◆ Work to do ◆
Give only the number of lines in the records that contain the string "sleeve".

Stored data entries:
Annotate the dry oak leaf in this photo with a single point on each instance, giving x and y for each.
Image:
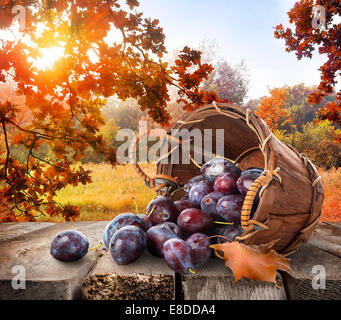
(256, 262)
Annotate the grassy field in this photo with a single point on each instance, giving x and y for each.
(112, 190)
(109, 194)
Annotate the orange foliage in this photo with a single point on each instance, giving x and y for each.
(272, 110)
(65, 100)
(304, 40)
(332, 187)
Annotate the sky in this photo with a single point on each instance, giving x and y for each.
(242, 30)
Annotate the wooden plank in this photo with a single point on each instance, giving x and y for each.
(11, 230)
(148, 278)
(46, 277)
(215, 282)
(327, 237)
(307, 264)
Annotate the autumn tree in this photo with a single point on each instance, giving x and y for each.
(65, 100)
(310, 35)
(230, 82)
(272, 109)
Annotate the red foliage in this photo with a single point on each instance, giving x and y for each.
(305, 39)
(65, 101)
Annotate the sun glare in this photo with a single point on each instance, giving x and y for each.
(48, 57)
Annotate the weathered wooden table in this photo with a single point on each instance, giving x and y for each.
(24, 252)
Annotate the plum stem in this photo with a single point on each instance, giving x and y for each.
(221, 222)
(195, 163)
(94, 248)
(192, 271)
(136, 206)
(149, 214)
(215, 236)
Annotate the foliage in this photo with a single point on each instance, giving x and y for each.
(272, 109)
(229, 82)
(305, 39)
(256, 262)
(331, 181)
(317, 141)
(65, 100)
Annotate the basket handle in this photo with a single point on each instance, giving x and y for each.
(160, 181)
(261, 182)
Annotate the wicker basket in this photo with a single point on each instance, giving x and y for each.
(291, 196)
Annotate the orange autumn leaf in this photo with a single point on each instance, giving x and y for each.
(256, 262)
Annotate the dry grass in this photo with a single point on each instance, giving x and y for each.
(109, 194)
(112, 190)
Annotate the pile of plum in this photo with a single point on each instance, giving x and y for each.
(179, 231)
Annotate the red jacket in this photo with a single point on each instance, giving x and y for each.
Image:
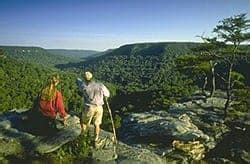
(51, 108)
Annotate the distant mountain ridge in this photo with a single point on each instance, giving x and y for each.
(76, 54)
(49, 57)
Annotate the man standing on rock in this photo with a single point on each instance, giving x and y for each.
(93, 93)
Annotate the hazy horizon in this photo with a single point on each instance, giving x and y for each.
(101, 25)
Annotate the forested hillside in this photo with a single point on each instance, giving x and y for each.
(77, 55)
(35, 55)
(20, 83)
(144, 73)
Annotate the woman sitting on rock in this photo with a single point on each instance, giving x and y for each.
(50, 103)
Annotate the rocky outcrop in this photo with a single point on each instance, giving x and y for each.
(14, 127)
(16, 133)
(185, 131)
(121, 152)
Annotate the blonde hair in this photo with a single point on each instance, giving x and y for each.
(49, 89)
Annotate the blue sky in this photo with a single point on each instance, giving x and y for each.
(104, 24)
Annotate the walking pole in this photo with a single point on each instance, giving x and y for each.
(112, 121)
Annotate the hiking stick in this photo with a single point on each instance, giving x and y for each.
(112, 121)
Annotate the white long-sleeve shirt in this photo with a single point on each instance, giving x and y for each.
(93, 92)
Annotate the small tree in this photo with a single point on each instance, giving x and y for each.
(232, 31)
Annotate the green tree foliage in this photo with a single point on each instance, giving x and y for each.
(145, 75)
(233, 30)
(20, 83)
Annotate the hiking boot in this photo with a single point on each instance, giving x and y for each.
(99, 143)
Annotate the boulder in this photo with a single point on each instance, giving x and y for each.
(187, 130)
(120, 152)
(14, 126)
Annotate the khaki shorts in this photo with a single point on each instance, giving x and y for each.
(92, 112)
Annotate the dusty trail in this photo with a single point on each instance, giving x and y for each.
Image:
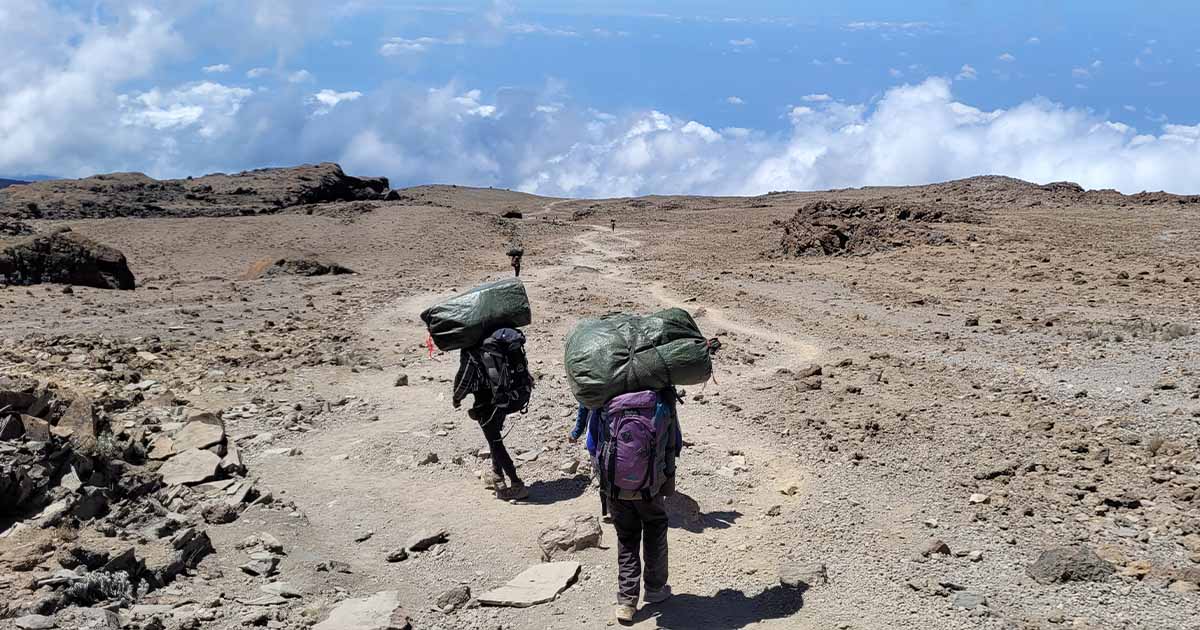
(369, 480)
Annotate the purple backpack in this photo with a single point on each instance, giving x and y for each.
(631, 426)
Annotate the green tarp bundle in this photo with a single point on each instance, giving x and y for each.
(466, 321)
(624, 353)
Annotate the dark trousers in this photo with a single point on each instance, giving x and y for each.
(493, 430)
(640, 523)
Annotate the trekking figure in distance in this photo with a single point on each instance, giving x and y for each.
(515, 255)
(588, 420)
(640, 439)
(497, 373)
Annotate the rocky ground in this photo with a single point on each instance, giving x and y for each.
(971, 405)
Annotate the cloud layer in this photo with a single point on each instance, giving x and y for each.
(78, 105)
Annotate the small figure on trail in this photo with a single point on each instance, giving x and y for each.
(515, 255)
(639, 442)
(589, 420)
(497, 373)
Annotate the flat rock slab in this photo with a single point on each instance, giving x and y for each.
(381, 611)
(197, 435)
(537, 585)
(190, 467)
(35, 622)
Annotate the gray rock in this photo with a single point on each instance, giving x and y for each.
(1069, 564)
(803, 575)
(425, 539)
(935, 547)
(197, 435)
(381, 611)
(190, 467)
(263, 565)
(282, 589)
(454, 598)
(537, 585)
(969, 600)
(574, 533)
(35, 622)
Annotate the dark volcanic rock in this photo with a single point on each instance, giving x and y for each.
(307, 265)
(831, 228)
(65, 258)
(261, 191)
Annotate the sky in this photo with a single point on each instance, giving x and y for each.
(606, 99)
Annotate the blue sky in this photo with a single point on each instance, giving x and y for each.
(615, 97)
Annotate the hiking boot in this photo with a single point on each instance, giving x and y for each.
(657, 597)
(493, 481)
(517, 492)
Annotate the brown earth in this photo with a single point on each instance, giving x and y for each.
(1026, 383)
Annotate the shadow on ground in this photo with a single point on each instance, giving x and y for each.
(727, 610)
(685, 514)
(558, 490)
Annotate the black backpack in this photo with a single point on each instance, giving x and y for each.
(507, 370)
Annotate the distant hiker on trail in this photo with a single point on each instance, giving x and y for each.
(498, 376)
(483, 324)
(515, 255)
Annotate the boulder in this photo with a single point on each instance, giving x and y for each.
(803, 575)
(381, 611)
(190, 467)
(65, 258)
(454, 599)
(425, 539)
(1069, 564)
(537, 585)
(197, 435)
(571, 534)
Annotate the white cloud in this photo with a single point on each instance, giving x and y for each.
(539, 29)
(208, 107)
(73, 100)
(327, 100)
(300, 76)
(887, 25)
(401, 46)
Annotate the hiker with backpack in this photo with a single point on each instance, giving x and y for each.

* * *

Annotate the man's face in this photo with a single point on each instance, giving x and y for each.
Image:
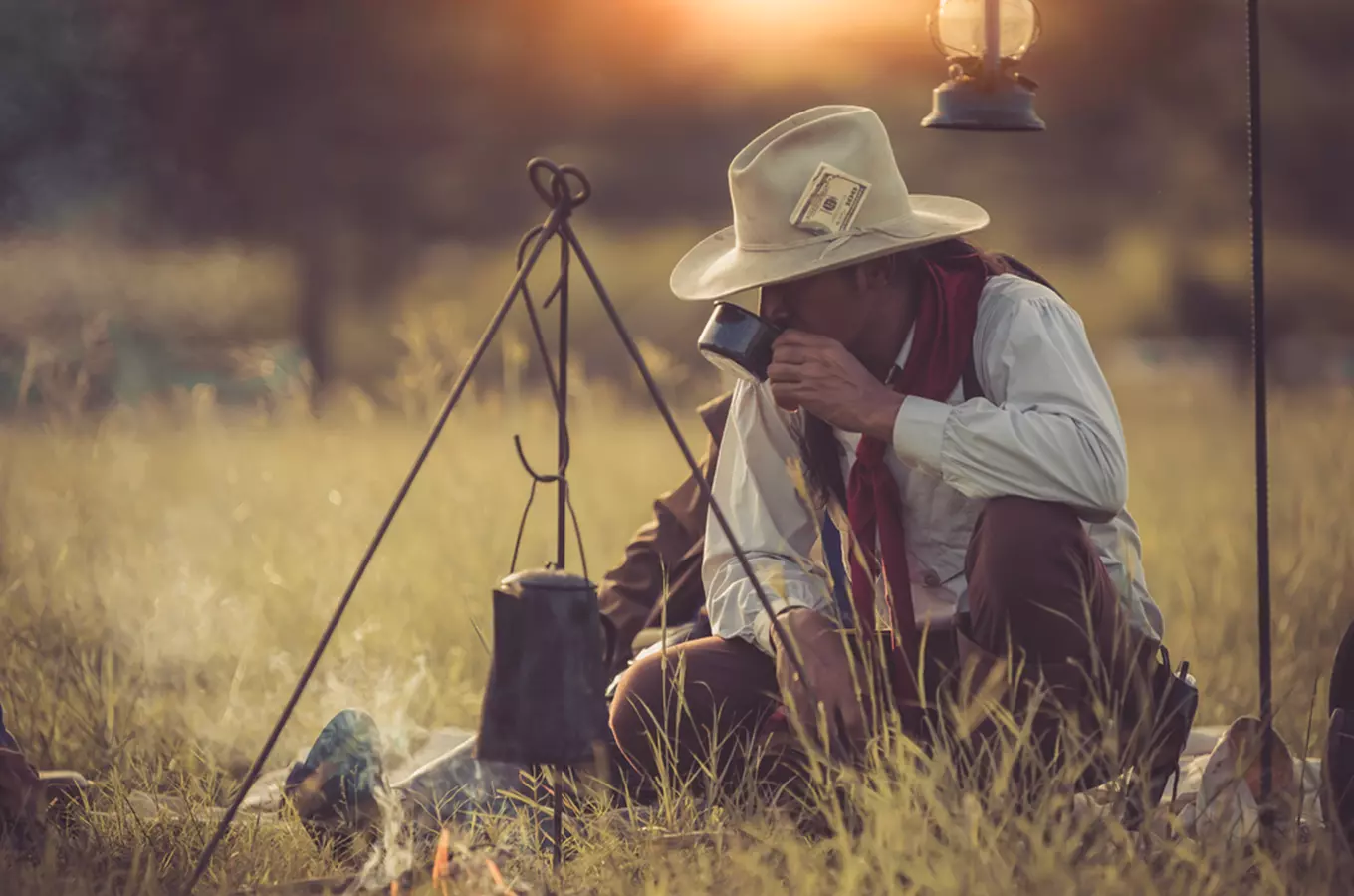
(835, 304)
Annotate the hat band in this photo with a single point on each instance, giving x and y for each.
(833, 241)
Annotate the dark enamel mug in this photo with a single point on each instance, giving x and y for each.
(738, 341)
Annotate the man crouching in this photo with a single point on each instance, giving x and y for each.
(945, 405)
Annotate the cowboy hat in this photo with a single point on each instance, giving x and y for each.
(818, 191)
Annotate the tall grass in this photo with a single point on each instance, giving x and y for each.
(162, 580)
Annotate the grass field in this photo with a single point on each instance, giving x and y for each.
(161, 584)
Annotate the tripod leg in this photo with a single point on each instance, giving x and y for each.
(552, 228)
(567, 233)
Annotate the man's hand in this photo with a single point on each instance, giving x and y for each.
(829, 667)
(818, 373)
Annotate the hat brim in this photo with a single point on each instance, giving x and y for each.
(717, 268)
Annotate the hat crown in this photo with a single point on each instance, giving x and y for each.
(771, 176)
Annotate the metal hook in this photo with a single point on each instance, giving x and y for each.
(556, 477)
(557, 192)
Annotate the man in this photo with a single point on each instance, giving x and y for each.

...

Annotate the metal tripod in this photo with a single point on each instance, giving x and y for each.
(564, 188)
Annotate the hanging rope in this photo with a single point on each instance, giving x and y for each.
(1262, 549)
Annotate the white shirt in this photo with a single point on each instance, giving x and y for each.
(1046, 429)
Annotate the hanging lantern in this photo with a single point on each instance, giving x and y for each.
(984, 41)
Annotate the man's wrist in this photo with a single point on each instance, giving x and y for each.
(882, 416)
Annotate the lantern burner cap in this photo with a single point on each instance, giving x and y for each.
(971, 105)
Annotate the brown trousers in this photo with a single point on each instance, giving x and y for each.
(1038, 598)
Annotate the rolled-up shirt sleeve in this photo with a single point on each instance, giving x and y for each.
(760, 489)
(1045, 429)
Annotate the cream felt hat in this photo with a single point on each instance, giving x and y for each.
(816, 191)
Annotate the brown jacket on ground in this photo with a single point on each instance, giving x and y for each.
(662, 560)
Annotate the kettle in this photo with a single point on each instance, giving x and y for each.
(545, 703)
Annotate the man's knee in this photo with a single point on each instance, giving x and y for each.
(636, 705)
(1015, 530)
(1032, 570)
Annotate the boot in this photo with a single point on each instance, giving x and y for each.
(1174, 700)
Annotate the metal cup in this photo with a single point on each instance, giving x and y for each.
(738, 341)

◆ Exercise output ◆
2